▶ _Work required_
Below are entries. Copy exactly the lines running from the line that holds "of the sunset" to the line that holds "of the lake", with both ends included.
Segment Start: Records supplied
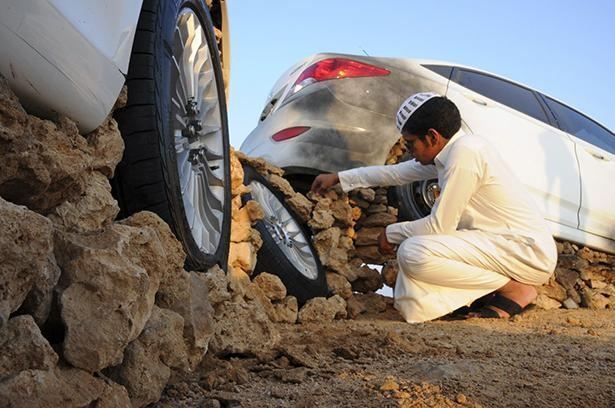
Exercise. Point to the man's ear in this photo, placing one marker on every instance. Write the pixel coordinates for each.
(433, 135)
Segment End: Records supplied
Segment Start: Records supplied
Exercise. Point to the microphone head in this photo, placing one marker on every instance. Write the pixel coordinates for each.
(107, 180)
Segment End: Records supplied
Segment Start: Records supplied
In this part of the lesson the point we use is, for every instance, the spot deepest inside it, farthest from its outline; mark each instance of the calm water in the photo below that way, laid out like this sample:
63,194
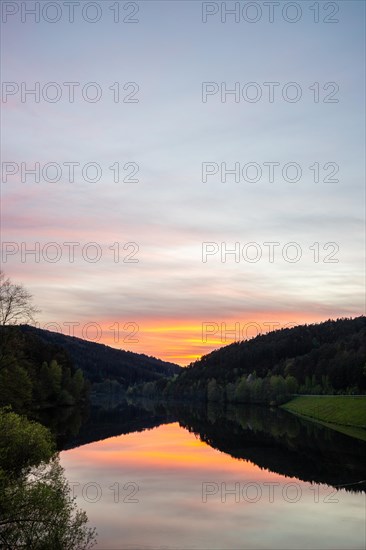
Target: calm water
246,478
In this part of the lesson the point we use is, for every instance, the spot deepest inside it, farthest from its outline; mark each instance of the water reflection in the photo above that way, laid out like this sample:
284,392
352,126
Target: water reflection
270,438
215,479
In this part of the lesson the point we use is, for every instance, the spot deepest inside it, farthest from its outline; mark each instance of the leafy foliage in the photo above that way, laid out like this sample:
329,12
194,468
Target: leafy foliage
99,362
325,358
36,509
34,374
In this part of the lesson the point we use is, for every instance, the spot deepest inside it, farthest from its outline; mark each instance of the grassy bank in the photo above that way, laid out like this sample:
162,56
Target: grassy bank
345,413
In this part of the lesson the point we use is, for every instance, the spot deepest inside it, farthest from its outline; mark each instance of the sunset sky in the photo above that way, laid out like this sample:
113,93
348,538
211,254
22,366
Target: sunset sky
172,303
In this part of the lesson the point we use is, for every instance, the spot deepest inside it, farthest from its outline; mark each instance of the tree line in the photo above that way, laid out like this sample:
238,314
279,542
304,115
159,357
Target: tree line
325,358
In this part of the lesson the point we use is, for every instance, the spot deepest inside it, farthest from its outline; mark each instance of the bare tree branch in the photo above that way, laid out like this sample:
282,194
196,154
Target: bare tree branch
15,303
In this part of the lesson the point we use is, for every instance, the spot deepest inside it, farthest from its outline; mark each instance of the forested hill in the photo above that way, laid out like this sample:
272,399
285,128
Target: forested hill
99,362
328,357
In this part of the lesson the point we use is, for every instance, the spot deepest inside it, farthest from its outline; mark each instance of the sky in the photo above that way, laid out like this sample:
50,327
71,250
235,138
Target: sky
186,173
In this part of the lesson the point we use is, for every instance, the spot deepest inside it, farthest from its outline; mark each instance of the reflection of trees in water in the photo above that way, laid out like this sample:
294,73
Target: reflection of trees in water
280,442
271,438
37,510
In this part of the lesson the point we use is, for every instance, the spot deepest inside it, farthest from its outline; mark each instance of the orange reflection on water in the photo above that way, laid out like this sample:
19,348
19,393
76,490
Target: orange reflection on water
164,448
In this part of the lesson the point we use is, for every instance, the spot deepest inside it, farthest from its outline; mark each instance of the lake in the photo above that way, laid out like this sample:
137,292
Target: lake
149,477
Segment End: Records supplied
▶ _Solution to this exercise_
In this part of the lesson the point we use is, for every instance, the spot deepest inside it, farthest from its outline; mark each instance of the sunset sky in the photo above that way, laid out like this sample:
113,93
348,538
211,254
22,366
Target: sunset sky
172,303
In this part of the lesson the point we use is, for every instance, the spot deepest inside it, farthest from its outline; mark each instance of the tree line in the photo above that way, laid out like this sample:
238,314
279,542
304,115
159,357
Target: tree line
325,358
In this part of the lesson the point we use is, for every instance, the spot deepest inside it, farthest from its outline; mark each instance of the bare tree branch in the photo above that way, laid out like this sample:
282,194
196,154
Target: bare tree branch
15,303
In this part of the lesson the point we use is, for every instance, the spot deepest inside it, farthest from its outline; mark each instance of the forested hill in the photo above that way, laid out like this sample:
272,399
285,128
Target: forested hill
99,362
328,357
In this part of the lesson the point we use is, for every instance, the spot deepest inside it, farthest from its outline; mark each instance of the sky in the photo above that way, laid out like this sample:
50,327
71,250
235,138
Target: sky
186,173
In this part of the lesson the point we use is, for every instance, the spot deepest inside it, farthest from its outline; mark each instance of the reflection of trees in water in the photo above that way, laid out like this sample:
294,73
Target: reflection of trees in water
280,442
271,438
37,510
In this part of the lesson the point we use is, for every instance, the spot deepest inside it, farthest from its outline; mark each instance of the orange reflection on water in the photo above that way, laid out like this sample:
19,348
19,393
76,490
Target: orange reflection on water
164,448
In this part of the lesson the point we use is, for every instance, the spot deepest inside it, farthest from its outline; mark each instance of the lake in the photo above that way, laid out like this sample:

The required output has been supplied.